--- Begin STORED ROWS ---
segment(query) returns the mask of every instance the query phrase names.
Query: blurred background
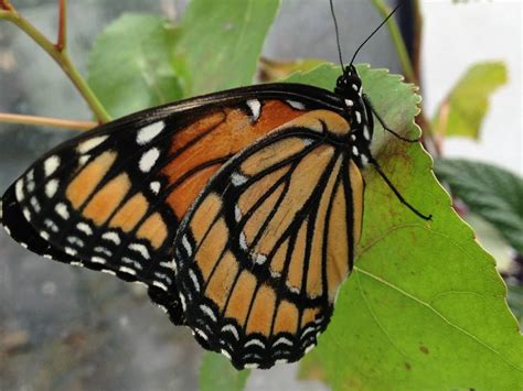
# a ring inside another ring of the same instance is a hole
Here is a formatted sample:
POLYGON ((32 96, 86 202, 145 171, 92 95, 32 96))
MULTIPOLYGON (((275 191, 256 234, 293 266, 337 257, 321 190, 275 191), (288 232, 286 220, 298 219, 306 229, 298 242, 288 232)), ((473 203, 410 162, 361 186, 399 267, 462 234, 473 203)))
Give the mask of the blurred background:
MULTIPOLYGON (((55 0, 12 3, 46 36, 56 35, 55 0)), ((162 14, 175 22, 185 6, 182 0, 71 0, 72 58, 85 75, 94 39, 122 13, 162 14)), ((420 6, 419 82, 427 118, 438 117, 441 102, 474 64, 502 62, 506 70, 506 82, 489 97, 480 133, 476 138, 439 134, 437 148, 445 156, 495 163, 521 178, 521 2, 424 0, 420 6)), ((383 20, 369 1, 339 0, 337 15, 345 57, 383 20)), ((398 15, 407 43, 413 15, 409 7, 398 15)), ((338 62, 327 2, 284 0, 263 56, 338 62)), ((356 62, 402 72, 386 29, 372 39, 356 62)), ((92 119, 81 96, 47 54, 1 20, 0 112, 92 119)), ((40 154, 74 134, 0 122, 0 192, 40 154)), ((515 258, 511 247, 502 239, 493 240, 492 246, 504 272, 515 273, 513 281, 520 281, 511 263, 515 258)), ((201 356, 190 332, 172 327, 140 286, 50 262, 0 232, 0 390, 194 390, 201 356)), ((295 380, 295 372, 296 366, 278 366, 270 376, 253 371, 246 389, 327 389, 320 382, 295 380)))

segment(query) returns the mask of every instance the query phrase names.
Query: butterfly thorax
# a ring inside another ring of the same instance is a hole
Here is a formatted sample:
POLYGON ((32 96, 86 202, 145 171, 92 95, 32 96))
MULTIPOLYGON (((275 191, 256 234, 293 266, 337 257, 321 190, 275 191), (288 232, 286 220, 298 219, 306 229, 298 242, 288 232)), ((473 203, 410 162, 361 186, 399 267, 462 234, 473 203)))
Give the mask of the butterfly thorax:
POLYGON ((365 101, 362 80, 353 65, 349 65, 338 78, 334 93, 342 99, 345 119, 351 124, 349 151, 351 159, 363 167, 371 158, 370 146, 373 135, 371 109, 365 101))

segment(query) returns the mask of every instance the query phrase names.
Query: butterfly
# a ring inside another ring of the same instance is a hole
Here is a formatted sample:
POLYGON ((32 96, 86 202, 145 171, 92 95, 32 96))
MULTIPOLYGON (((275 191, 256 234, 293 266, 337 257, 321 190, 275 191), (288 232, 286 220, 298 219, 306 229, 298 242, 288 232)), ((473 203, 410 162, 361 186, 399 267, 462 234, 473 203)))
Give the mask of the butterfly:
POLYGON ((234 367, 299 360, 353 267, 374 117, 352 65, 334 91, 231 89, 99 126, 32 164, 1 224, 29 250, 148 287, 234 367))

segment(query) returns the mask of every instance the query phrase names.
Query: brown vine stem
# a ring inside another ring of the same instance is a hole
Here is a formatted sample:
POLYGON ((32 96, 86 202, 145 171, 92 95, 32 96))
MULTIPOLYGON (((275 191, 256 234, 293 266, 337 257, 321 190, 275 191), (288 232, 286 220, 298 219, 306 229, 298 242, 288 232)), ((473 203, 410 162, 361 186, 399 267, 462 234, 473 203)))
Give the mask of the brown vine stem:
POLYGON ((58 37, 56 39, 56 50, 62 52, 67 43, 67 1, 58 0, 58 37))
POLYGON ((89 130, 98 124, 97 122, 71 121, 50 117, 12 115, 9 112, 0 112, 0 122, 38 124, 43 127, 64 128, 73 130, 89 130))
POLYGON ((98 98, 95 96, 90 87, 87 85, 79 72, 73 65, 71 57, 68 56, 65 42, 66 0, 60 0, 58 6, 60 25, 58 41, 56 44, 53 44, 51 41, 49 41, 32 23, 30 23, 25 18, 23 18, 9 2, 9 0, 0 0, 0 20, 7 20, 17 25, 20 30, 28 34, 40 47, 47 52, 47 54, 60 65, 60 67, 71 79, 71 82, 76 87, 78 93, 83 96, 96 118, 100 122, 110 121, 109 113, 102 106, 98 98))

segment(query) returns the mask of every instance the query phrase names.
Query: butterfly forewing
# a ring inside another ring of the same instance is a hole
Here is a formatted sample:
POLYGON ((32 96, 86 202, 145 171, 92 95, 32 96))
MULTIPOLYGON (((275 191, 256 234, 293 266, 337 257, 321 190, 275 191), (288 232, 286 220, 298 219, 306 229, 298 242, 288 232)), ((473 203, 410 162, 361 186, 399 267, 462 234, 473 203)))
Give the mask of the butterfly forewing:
--- End STORED ROWS ---
Rescale the lines starting at the first one and ending at the line containing "MULTIPOLYGON (((55 0, 12", both included, and write them out again with the requests kept. Multiply every coordinate in the answer polygons by 1.45 and round to whole numbers, halves up. Leave the requests and their format samples unchanged, and leave the picture out.

WRITTEN REPLY:
segment(query) returns the mask of every instance the query phrase names.
Query: blurred background
# a ring inside another ring of the same instance is a hole
Here is a formatted sample:
POLYGON ((32 96, 86 202, 145 171, 92 95, 32 96))
MULTIPOLYGON (((275 191, 256 234, 293 266, 337 257, 321 190, 275 191), (288 232, 286 220, 298 219, 306 229, 298 242, 288 232)), ((473 203, 410 162, 361 186, 399 267, 462 234, 473 203)))
Give the mask of the blurred background:
MULTIPOLYGON (((80 0, 17 4, 67 52, 81 51, 80 0)), ((235 20, 254 32, 268 9, 264 0, 103 0, 104 84, 123 109, 136 57, 177 19, 235 20)), ((609 9, 608 119, 619 171, 635 170, 639 148, 687 93, 728 90, 734 102, 734 119, 709 141, 696 193, 690 200, 637 194, 634 215, 645 226, 718 236, 755 258, 755 3, 615 0, 609 9)), ((555 29, 535 1, 492 0, 489 22, 500 83, 555 29)), ((577 22, 590 62, 599 22, 593 10, 577 22)), ((490 90, 474 3, 412 0, 381 81, 490 90)), ((516 90, 583 104, 560 42, 539 57, 516 90)), ((133 173, 117 139, 68 78, 1 29, 0 162, 133 173)), ((58 223, 107 194, 0 177, 0 278, 58 223)), ((747 374, 741 358, 728 347, 715 348, 713 357, 731 394, 747 396, 744 407, 754 407, 741 381, 747 374)), ((291 516, 276 481, 249 474, 203 415, 73 380, 0 336, 0 566, 281 566, 291 516)), ((428 551, 428 539, 429 531, 403 531, 392 545, 367 538, 357 564, 474 564, 464 554, 428 551)))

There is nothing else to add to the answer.